Records in a dataset:
------------------------------------
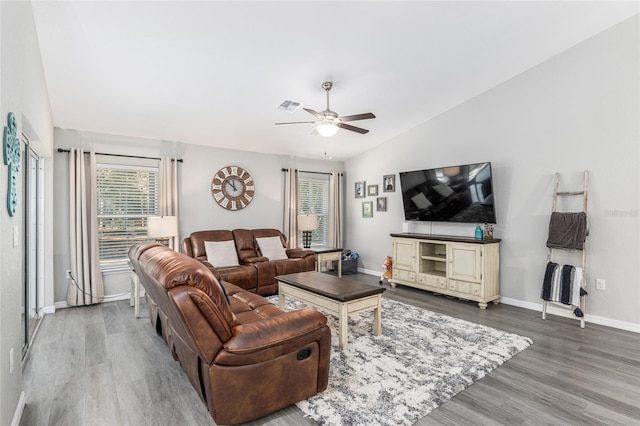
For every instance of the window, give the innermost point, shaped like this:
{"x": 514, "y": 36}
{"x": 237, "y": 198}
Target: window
{"x": 126, "y": 196}
{"x": 313, "y": 198}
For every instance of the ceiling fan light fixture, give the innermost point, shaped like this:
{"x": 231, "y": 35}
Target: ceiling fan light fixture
{"x": 327, "y": 129}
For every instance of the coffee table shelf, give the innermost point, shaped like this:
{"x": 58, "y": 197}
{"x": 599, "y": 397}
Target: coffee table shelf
{"x": 338, "y": 296}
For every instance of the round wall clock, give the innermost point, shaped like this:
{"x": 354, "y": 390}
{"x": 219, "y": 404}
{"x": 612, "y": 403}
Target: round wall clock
{"x": 233, "y": 188}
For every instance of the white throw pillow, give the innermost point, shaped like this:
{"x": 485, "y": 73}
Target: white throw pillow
{"x": 271, "y": 247}
{"x": 221, "y": 253}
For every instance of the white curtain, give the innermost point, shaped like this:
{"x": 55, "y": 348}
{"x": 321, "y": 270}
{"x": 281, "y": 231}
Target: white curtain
{"x": 336, "y": 195}
{"x": 291, "y": 207}
{"x": 169, "y": 191}
{"x": 85, "y": 286}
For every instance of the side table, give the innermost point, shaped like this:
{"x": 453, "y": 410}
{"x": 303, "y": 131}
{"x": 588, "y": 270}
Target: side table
{"x": 327, "y": 254}
{"x": 135, "y": 293}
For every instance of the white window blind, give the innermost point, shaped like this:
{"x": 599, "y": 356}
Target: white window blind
{"x": 126, "y": 196}
{"x": 313, "y": 198}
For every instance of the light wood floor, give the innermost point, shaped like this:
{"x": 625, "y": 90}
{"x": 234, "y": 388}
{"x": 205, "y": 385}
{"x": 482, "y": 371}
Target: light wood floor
{"x": 98, "y": 365}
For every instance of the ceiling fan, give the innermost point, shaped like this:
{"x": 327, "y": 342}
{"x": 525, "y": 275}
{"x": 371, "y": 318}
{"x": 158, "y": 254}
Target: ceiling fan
{"x": 328, "y": 121}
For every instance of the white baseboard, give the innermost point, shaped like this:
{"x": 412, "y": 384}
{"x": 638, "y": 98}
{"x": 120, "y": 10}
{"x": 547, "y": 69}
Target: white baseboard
{"x": 553, "y": 309}
{"x": 17, "y": 415}
{"x": 49, "y": 309}
{"x": 108, "y": 298}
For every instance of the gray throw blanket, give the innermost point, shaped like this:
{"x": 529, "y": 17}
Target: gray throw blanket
{"x": 567, "y": 230}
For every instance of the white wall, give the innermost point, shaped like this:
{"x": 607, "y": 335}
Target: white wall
{"x": 197, "y": 209}
{"x": 23, "y": 92}
{"x": 576, "y": 111}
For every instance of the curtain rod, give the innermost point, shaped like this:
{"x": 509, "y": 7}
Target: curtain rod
{"x": 179, "y": 160}
{"x": 308, "y": 171}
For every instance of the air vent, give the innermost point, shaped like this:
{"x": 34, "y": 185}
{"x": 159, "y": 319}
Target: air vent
{"x": 289, "y": 106}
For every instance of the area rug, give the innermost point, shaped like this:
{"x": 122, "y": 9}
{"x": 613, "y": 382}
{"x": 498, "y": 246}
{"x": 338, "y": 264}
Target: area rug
{"x": 421, "y": 361}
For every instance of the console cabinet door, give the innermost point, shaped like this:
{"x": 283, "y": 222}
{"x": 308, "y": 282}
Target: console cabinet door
{"x": 465, "y": 262}
{"x": 404, "y": 254}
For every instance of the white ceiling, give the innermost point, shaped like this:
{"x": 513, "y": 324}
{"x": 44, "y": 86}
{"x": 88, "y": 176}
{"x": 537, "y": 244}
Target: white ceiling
{"x": 213, "y": 73}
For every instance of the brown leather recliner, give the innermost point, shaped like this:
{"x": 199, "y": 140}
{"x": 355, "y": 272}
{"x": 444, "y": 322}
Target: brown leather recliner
{"x": 246, "y": 357}
{"x": 256, "y": 273}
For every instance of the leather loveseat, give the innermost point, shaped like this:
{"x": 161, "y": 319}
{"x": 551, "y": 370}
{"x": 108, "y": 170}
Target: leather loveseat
{"x": 244, "y": 356}
{"x": 254, "y": 272}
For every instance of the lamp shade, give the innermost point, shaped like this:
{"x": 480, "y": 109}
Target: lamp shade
{"x": 162, "y": 226}
{"x": 327, "y": 130}
{"x": 307, "y": 222}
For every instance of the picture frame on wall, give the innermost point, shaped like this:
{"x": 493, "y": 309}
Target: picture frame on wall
{"x": 367, "y": 209}
{"x": 389, "y": 183}
{"x": 359, "y": 189}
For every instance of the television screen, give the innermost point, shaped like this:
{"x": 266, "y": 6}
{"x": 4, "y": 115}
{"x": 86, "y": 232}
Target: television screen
{"x": 449, "y": 194}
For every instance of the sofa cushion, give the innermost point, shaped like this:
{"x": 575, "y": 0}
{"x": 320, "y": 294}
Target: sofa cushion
{"x": 221, "y": 254}
{"x": 271, "y": 248}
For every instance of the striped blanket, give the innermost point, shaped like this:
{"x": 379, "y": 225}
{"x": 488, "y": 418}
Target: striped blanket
{"x": 563, "y": 284}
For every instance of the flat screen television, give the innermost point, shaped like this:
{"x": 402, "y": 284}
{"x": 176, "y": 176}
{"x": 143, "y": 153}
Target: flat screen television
{"x": 449, "y": 194}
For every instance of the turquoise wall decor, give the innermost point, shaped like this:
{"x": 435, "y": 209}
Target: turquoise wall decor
{"x": 12, "y": 159}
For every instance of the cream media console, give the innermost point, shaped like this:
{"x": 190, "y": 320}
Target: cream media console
{"x": 456, "y": 266}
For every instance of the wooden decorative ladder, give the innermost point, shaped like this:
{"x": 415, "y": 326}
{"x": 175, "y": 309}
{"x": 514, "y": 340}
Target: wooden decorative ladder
{"x": 584, "y": 194}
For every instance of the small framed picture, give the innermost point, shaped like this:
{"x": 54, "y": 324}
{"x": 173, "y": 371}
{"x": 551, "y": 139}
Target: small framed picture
{"x": 367, "y": 209}
{"x": 389, "y": 183}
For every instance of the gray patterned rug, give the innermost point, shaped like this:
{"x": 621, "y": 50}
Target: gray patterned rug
{"x": 421, "y": 361}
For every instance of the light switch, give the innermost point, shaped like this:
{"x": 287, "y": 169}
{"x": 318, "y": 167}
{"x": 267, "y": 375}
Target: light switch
{"x": 16, "y": 236}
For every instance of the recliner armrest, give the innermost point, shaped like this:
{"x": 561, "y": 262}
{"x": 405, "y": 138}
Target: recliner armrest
{"x": 299, "y": 253}
{"x": 252, "y": 260}
{"x": 274, "y": 331}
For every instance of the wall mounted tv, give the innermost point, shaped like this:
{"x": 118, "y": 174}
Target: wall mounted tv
{"x": 449, "y": 194}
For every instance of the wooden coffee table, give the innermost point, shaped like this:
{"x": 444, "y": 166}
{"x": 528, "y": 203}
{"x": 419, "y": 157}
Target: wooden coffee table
{"x": 338, "y": 296}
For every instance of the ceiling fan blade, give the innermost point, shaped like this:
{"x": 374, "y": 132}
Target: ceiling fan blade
{"x": 352, "y": 128}
{"x": 312, "y": 112}
{"x": 355, "y": 117}
{"x": 298, "y": 122}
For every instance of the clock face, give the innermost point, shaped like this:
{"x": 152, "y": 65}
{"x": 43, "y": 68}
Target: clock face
{"x": 233, "y": 188}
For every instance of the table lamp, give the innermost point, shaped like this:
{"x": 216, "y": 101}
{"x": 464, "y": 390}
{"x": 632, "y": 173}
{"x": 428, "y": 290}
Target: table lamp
{"x": 162, "y": 228}
{"x": 307, "y": 223}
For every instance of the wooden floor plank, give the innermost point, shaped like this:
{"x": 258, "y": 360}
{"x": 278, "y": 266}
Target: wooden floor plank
{"x": 100, "y": 365}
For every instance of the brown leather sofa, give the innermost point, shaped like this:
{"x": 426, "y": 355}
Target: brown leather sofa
{"x": 256, "y": 273}
{"x": 245, "y": 357}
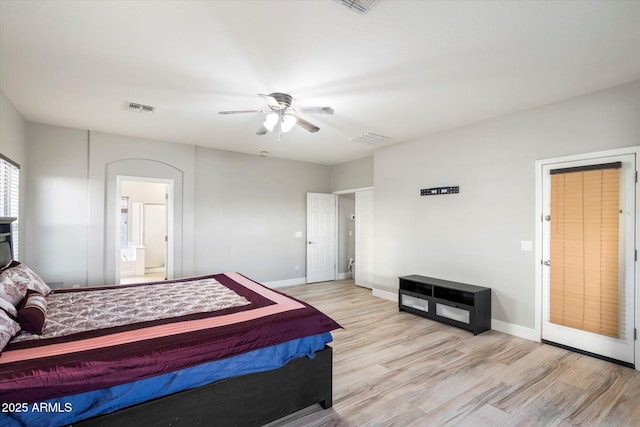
------------------------------------
Task objective:
Collect every line of the data above that contains the word "brown", and copy each one out.

Answer to this problem:
For every instance of the brown leather recliner, give the innermost point, shaped like this:
Target: brown leather recliner
For every instance of the brown leather sofa, give the innermost point, shaped like this:
Target: brown leather sofa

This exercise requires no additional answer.